▶ [Task prompt]: Please continue the article about flying snakes from its last sentence onward.

'Flying' Snakes Are Actually Legless Gliders

flying snake
The paradise tree snake (Chrysopelea paradisi) mid-glide. Jake Socha

Flying animals are common, but not particularly diverse. Birds, bats, insects and pterosaurs (extinct dinosaur relatives with complex wing membranes) are the only four groups of organisms that've ever evolved the ability to fly.

Even so, the sky's not the limit for "flying" snakes in the genus Chrysopelea. While these reptiles can't actually fly, they "fall with style" (props to Buzz Lightyear from "Toy Story"), gliding over long horizontal distances — despite their lack of wings. And, you know, legs.


Life in the Trees

Five Chrysopelea snakes have been discovered in total. The smallest is the 2-foot (61-centimeter) banded flying snake and the biggest species, called the ornate or "golden" flying snake, can get to be 4 feet (1.6 meters) long. Rounding out this little quintet are the paradise tree snake, Moluccan flying snake and Indian flying snake.

Consummate tree-dwellers, flying snakes occur in the rainforests of southern and southeastern Asia. Being gliders — and not true flyers — Chrysopelea snakes don't produce thrust when they go airborne. That renders them incapable of traveling upwards through the air.

▶ [Provided information]:

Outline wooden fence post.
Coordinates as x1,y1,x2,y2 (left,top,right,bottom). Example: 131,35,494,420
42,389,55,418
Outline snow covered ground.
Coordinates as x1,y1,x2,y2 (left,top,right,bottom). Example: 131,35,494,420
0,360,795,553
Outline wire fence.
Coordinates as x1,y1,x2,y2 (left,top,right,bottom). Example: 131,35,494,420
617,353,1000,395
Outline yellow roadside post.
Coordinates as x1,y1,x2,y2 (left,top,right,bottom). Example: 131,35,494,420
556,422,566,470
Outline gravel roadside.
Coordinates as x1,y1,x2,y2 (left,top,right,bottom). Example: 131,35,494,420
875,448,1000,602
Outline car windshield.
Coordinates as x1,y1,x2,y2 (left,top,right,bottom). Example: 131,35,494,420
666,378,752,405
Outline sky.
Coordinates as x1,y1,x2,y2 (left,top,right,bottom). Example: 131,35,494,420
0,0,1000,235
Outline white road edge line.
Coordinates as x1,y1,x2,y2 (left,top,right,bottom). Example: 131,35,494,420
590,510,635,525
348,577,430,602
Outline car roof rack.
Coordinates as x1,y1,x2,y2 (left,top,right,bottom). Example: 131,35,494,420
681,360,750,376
--
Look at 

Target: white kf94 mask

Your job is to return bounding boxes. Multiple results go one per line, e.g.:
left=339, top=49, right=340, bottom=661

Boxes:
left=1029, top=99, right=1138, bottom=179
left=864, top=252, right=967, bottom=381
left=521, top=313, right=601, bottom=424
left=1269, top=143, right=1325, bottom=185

▶ [Result of this task]:
Some of their neighbors have the same problem. Gliders are stunningly common in Asia's southeastern rainforests. Besides "flying" snakes, these ecosystems include gliding squirrels, gliding frogs and various gliding lizards.

Biologists don't know what makes the trait so widespread here. But that might have something to do with dipterocarp trees. Common in southeastern Asia, these plants can grow 197 feet (60 meters) tall. The lower halves of their trunks are pretty much branchless — which is a huge inconvenience for tree-climbing animals.

Maybe all these unrelated critters evolved the ability to glide as a way of getting from treetop to treetop more easily. It sure beats scampering up and down limbless trunks all day.

The Mechanics of Gliding

Flying snakes have mysterious habits out in the wild. "We actually don't know why they glide — there are no studies that address the topic. (I have been interested for years)," says herpetologist Jake Socha in an email.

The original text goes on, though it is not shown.